*** TEXTE À LIRE ***

Dans l'histoire de la littérature, ou, plus exactement, de l'évolution littéraire, cette Évelina de Frances Burney, surnommée Fanny, constitue certainement le lien entre les générations et les styles des Richardson et Fielding, d'une part, et Jane Austen, d'autre part. C'est épistolaire et enlevé comme Samuel Richardson, c'est alerte et volontiers drôle ou caustique comme Jane Austen.

Mais, mais, mais, car il y a un mais, selon moi, Évelina accuse des faiblesses que ne possèdent ni ses devanciers, ni ses successeurs. J'ai beaucoup lu, dans les commentaires des autres lecteurs, que ce que l'on reprochait au roman de Fanny Burney était le côté "un peu nunuche " de son héroïne.

Pour ma part, ce n'est pas tellement cela que je reproche à l'ouvrage, car je crois que l'auteure retranscrit réellement ce qu'étaient les sentiments et les réflexions d'une jeune fille des années 1770 dans ce milieu. Certes, ça peut nous paraître un brin couilluchon (terme non genré issu de la fusion des adjectifs épithètes couillon et nunuche) de nos jours, mais c'était comme ça, j'ai l'impression, à l'époque, et, en cela, cette oeuvre nous restitue bien quelque chose de son temps.

Non, ce qui me dérange plus, en ce qui me concerne, ce sont des lourdeurs, des insistances vraiment très insistantes quant au caractère de tel ou telle. le capitaine Mirvan est lourdingue à souhait, idem pour la grand-mère Madame Duval, idem encore pour toute la famille Branghton.

*** LIGNES DE DONNÉES ***

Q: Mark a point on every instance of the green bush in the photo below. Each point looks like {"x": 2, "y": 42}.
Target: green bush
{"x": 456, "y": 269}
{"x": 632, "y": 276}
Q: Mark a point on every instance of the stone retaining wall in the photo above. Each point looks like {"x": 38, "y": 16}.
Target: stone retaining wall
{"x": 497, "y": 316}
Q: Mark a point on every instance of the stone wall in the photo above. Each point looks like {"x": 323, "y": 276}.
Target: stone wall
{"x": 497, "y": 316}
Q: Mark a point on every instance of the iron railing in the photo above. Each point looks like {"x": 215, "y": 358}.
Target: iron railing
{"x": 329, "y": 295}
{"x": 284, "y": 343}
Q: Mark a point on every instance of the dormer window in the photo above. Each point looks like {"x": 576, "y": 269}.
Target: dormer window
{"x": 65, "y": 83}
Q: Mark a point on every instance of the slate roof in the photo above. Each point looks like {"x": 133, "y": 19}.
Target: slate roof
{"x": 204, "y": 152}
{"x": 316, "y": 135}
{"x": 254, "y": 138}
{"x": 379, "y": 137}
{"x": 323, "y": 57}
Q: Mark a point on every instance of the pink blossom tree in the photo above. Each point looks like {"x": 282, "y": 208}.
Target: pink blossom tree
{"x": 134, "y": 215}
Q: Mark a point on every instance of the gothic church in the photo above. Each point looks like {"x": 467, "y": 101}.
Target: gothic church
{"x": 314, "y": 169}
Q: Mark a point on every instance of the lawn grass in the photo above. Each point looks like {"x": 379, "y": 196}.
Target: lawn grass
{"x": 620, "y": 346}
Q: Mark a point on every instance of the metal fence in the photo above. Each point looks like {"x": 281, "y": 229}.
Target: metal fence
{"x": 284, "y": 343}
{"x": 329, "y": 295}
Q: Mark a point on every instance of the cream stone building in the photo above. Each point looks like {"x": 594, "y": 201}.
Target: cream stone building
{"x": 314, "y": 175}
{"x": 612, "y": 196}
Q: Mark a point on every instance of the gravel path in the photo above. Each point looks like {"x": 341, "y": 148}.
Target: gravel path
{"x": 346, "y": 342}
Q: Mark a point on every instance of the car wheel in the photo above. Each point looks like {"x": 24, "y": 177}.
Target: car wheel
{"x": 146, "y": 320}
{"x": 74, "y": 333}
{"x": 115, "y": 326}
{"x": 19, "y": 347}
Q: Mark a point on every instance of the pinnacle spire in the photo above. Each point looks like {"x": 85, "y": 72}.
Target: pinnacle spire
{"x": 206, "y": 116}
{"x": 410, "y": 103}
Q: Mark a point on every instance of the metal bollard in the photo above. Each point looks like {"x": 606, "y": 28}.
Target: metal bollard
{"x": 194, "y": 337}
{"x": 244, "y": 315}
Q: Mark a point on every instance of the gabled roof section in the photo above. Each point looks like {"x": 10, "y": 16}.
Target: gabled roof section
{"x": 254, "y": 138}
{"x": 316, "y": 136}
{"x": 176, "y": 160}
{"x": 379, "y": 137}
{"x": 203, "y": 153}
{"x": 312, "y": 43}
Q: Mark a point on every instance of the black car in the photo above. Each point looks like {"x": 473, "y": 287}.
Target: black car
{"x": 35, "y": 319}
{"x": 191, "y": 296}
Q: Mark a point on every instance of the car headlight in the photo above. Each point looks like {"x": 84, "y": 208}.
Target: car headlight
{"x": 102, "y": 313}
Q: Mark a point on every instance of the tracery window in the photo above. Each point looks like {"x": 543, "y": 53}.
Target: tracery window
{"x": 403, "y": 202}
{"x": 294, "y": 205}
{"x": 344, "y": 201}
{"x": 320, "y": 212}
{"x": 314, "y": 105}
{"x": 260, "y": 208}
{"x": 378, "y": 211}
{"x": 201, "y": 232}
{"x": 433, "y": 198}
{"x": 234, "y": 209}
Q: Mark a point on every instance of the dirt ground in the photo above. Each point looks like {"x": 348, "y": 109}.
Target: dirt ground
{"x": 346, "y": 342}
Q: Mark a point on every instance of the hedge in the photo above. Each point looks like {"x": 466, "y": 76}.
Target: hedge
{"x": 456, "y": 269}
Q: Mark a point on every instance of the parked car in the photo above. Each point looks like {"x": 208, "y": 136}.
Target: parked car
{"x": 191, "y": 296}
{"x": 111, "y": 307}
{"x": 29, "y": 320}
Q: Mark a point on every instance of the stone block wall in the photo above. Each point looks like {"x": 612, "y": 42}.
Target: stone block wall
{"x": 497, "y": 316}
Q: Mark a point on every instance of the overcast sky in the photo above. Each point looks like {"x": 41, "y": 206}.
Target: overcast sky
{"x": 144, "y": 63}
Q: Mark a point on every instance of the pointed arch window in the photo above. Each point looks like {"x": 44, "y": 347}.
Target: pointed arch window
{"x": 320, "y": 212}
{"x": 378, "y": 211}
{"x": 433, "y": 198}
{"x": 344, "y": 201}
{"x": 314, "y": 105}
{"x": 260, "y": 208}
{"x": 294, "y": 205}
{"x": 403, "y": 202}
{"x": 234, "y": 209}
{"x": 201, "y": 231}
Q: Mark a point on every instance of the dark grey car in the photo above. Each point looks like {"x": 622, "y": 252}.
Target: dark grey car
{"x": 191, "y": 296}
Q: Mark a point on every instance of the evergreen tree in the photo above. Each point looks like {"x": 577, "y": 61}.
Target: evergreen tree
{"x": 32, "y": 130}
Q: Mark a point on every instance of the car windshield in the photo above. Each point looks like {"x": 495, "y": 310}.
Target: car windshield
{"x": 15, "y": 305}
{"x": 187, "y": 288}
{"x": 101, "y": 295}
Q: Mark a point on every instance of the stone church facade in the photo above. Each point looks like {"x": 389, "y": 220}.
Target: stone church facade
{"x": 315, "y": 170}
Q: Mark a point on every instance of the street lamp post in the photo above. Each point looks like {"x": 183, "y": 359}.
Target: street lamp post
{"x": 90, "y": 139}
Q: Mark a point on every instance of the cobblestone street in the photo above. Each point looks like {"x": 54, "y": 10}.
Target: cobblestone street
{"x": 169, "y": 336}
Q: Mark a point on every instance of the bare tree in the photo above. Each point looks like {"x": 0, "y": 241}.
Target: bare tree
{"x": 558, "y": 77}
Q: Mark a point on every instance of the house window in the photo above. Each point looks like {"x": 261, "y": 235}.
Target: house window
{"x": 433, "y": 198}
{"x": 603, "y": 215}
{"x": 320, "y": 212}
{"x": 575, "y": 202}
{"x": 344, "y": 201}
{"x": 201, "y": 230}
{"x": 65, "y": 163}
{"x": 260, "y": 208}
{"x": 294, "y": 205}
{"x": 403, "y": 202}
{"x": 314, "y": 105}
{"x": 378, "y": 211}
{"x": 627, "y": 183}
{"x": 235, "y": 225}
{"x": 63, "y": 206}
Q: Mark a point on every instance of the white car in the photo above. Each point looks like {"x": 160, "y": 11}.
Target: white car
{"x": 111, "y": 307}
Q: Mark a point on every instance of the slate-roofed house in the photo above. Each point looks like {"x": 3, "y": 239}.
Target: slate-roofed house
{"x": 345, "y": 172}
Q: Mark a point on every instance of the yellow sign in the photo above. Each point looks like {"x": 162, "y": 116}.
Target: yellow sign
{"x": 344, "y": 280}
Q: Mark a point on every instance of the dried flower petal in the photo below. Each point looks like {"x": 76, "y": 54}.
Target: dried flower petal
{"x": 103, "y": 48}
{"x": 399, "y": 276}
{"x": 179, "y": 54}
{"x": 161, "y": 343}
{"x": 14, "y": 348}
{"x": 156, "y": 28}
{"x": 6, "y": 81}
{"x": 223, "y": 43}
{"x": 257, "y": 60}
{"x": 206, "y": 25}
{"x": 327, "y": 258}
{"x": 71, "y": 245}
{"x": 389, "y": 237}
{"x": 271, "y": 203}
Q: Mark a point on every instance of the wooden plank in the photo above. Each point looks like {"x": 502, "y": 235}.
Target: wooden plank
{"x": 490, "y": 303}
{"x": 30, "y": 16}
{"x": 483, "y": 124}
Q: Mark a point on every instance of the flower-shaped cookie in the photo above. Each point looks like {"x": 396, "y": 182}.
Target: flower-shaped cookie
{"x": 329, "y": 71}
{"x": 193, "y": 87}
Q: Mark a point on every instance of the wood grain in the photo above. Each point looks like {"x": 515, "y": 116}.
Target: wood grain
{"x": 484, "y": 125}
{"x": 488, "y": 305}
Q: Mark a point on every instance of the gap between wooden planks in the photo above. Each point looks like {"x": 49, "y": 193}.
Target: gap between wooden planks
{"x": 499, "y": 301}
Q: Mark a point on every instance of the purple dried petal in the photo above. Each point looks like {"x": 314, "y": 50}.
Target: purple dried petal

***

### VOTRE OBJECTIF
Recopiez sans rien changer le passage du texte sur Évelina qui va de « Mais, mais, mais, car » à « de son temps. ».

### RÉPONSE ATTENDUE
Mais, mais, mais, car il y a un mais, selon moi, Évelina accuse des faiblesses que ne possèdent ni ses devanciers, ni ses successeurs. J'ai beaucoup lu, dans les commentaires des autres lecteurs, que ce que l'on reprochait au roman de Fanny Burney était le côté "un peu nunuche " de son héroïne.

Pour ma part, ce n'est pas tellement cela que je reproche à l'ouvrage, car je crois que l'auteure retranscrit réellement ce qu'étaient les sentiments et les réflexions d'une jeune fille des années 1770 dans ce milieu. Certes, ça peut nous paraître un brin couilluchon (terme non genré issu de la fusion des adjectifs épithètes couillon et nunuche) de nos jours, mais c'était comme ça, j'ai l'impression, à l'époque, et, en cela, cette oeuvre nous restitue bien quelque chose de son temps.